Instruction A
Pull out every line of the records that contains the word "floor". Case counts.

Document passage

Appendix 1 Methodology for estimating geological CO2 storage capacity

The assessments of geological CO2 storage capacities in this report conform as far as is possible to the methodology recommended by the CSLF (Bradshaw et al. 2007, Bachu et al. 2007).

Geological CO2 storage capacity can be considered in the same terms as any other resource: parts of it are well known - there is relative certainty about the existence and magnitude of this fraction. On the other hand, other (larger) parts of the resource are much more speculative and poorly quantified. It can be helpful to consider the CO2 storage potential of India, Pakistan, Bangladesh and Sri Lanka as a resource pyramid, which has a very wide base consisting of speculative potential, and an apex consisting of well-quantified and relatively certain capacity (Bradshaw et al. 2007). The theoretical CO2 storage capacity is represented by the entire pyramid and comprises the entire resource. A large part of it, visible at the base of the resource pyramid consists of speculative, poor quality and poorly quantified or unquantified potential. The effective storage capacity is capacity which meets a range of basic geological and engineering criteria and which can be quantified with a fair degree of confidence. It comprises all the capacity excluding the speculative, poor quality or poorly quantified potential. The practical capacity is a subset of the effective storage capacity that consists of potential storage sites that meet additional criteria and can be considered in terms of the annual CO2 storage rates that they might accommodate. Finally, at the apex of the pyramid, is matched storage capacity; a subset of the practical capacity that is obtained by detailed matching of large stationary CO2 sources with geological storage sites that are adequate in terms of capacity, injectivity and supply rate.

Records for this exercise
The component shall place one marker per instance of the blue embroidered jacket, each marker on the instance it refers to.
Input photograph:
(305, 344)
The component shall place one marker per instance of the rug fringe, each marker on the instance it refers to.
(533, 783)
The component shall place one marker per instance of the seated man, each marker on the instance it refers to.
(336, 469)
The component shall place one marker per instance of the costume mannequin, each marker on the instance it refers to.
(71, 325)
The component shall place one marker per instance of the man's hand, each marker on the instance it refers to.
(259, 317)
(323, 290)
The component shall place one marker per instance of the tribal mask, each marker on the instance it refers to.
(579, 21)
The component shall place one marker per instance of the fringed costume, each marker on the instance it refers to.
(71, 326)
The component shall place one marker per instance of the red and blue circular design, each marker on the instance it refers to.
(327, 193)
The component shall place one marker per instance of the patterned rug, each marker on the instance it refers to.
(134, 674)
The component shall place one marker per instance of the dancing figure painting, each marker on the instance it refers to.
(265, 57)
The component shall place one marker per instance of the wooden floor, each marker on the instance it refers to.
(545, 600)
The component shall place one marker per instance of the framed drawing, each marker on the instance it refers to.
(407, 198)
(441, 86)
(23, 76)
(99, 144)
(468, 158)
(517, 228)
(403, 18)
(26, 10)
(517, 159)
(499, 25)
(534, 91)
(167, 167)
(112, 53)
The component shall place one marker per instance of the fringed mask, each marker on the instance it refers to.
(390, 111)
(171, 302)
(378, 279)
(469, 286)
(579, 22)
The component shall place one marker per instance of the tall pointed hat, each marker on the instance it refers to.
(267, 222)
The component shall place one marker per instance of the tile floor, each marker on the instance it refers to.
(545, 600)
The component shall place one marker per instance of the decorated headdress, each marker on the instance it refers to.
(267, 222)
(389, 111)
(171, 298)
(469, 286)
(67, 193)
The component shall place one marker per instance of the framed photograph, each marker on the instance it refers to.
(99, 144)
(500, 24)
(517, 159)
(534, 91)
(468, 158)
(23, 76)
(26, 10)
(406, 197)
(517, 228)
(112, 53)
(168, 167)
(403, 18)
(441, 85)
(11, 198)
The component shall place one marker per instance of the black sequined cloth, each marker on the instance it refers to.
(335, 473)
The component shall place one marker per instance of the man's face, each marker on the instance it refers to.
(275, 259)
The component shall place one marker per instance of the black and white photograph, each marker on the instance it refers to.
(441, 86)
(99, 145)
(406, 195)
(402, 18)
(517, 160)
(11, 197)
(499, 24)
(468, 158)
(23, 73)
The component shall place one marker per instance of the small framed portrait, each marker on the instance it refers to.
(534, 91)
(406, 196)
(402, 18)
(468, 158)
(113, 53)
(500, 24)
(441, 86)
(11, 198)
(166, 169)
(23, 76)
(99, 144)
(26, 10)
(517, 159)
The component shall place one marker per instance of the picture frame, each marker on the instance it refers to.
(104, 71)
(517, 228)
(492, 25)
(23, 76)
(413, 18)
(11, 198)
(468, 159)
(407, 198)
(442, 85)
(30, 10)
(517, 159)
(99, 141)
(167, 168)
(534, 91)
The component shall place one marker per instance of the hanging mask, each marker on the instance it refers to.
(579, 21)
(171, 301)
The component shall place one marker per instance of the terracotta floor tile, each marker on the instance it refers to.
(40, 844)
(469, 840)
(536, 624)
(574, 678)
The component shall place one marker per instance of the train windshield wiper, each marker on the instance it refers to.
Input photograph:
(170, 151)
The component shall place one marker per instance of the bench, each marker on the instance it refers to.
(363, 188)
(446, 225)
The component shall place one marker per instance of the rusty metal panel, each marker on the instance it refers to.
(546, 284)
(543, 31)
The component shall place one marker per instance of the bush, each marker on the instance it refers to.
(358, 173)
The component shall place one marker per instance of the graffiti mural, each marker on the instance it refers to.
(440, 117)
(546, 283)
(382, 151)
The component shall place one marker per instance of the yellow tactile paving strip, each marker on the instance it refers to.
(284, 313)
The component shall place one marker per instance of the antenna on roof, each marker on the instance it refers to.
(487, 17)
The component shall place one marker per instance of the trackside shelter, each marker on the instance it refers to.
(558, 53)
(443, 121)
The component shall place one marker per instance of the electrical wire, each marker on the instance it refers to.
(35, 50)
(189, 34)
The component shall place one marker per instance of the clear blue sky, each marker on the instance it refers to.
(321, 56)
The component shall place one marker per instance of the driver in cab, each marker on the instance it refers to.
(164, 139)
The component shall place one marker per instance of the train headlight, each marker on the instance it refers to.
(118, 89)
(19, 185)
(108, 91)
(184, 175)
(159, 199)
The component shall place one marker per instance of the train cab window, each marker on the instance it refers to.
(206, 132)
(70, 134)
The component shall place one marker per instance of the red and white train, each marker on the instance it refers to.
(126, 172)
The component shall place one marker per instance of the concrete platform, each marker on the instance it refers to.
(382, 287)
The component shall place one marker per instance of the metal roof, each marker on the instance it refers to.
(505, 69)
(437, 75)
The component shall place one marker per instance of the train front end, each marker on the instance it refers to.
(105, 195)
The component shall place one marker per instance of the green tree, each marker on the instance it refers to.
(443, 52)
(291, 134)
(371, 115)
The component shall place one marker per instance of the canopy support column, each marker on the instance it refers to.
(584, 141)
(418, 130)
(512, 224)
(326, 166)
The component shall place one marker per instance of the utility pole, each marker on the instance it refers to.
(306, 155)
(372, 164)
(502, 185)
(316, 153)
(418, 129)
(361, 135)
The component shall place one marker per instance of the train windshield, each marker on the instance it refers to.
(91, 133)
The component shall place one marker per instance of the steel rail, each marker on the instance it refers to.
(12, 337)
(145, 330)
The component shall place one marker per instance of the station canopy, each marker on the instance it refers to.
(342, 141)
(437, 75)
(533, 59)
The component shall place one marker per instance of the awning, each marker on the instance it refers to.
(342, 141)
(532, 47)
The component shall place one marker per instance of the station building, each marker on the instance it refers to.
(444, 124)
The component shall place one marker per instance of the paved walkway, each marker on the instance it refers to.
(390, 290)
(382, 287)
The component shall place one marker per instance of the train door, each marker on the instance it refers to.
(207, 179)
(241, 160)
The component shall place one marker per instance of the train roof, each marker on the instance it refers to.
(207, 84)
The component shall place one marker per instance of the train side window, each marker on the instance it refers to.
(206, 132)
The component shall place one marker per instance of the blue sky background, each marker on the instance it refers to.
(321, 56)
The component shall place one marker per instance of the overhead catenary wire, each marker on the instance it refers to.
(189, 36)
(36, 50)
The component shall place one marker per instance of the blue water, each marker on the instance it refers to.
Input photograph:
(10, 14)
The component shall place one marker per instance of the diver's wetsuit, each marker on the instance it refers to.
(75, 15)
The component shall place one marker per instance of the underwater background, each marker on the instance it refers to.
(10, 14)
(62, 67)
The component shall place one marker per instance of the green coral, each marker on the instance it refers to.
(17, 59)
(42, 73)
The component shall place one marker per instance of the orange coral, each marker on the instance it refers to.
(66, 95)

Instruction B
Does the CO2 storage capacity appendix support each statement below? Answer yes or no for each, and quote the deciding words of the appendix. (i) Matched storage capacity sits at the apex of the resource pyramid. (ii) The effective storage capacity includes the speculative potential. (iii) The theoretical capacity is represented by only the base of the pyramid.

Result A
The component shall place one marker per instance of the wooden floor, each marker on the instance it refers to.
The component shall place one marker per instance of the tile floor, each marker on the instance it refers to.
The component shall place one marker per instance of the terracotta floor tile, each marker on the instance it refers to.

Result B
(i) Yes: "Finally, at the apex of the pyramid, is matched storage capacity"
(ii) No: "It comprises all the capacity excluding the speculative, poor quality or poorly quantified potential."
(iii) No: "The theoretical CO2 storage capacity is represented by the entire pyramid and comprises the entire resource."